Provided data »

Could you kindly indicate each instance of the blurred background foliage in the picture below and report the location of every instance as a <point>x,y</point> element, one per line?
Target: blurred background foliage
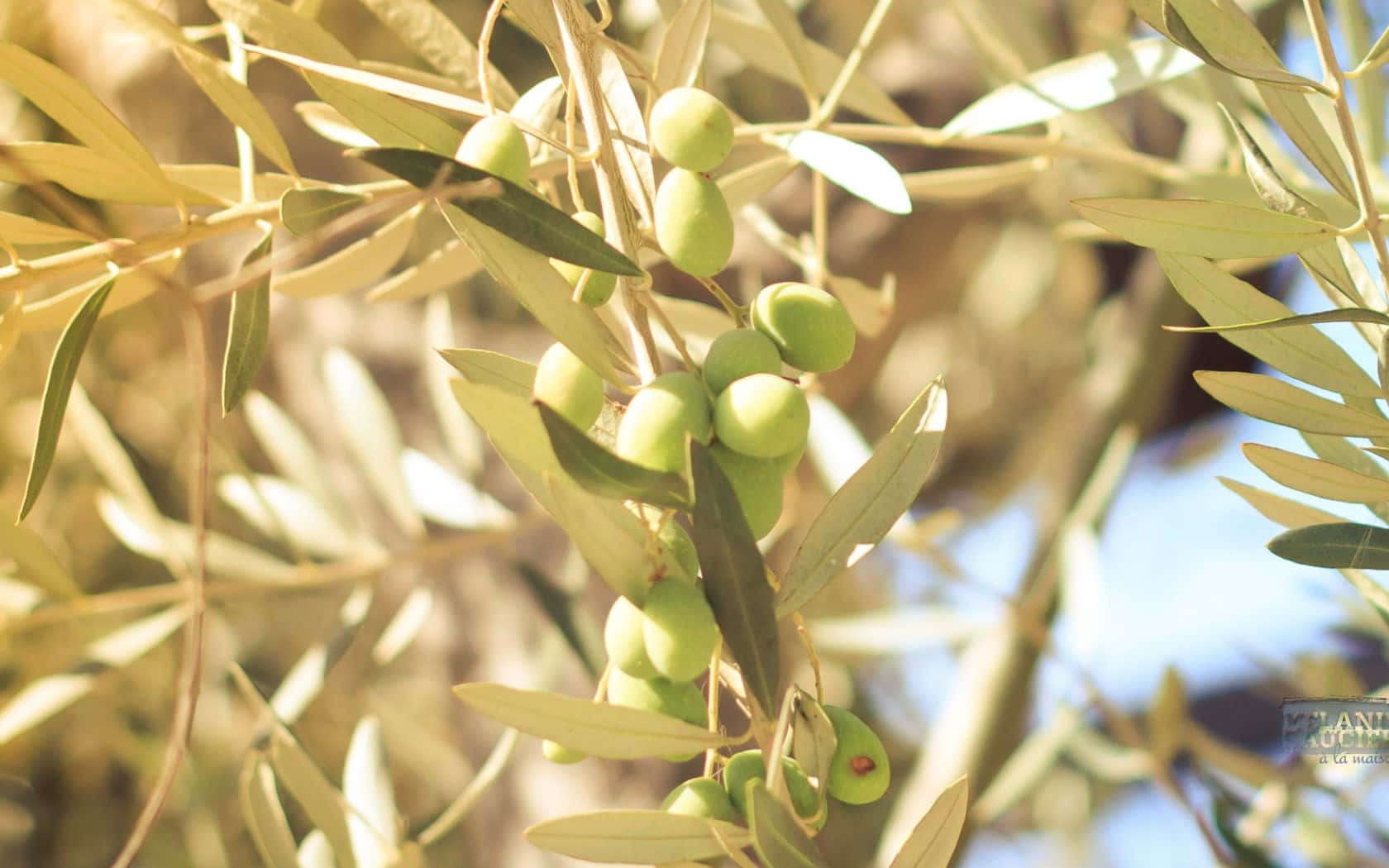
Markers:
<point>998,285</point>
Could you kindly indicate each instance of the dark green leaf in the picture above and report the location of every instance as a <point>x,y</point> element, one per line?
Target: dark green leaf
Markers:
<point>870,502</point>
<point>1350,314</point>
<point>247,330</point>
<point>516,212</point>
<point>63,371</point>
<point>1342,546</point>
<point>735,578</point>
<point>560,608</point>
<point>602,473</point>
<point>304,210</point>
<point>776,837</point>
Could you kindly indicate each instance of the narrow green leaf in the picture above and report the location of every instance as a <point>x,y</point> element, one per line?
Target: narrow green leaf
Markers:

Task details »
What is wanted is a verbatim transcription of every record above, pictures excluded.

Answer section »
Could you kindly indicate each instance of the blurred background foliage in the picture below and report the location of every instance as a <point>x,y</point> element, one per line?
Target: blurred background foliage
Markers:
<point>998,285</point>
Could you kindly indicate each instance of the dark green leaf in the picture above and report the location of every instance as a <point>x,y</point> element, one per line?
Target: dark green leaf
Markers:
<point>870,502</point>
<point>1350,314</point>
<point>247,330</point>
<point>516,212</point>
<point>63,371</point>
<point>1342,546</point>
<point>735,578</point>
<point>560,608</point>
<point>602,473</point>
<point>304,210</point>
<point>776,837</point>
Could you kindly indicate each instance of the narrow green leaf in the picture above and report the location of every instance as a <point>x,y</point> element, one per line?
Target: narrow green leaf
Markers:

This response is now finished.